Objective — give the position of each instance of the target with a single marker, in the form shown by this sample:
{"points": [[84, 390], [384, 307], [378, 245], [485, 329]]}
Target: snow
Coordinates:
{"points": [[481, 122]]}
___
Could you output every entry from the listing above without altering a word?

## RESPONSE
Objective — give the position of each instance of the target with a single marker, in the form shown by this sample:
{"points": [[84, 390], [384, 307], [378, 245], [485, 329]]}
Target: snow
Coordinates:
{"points": [[481, 122]]}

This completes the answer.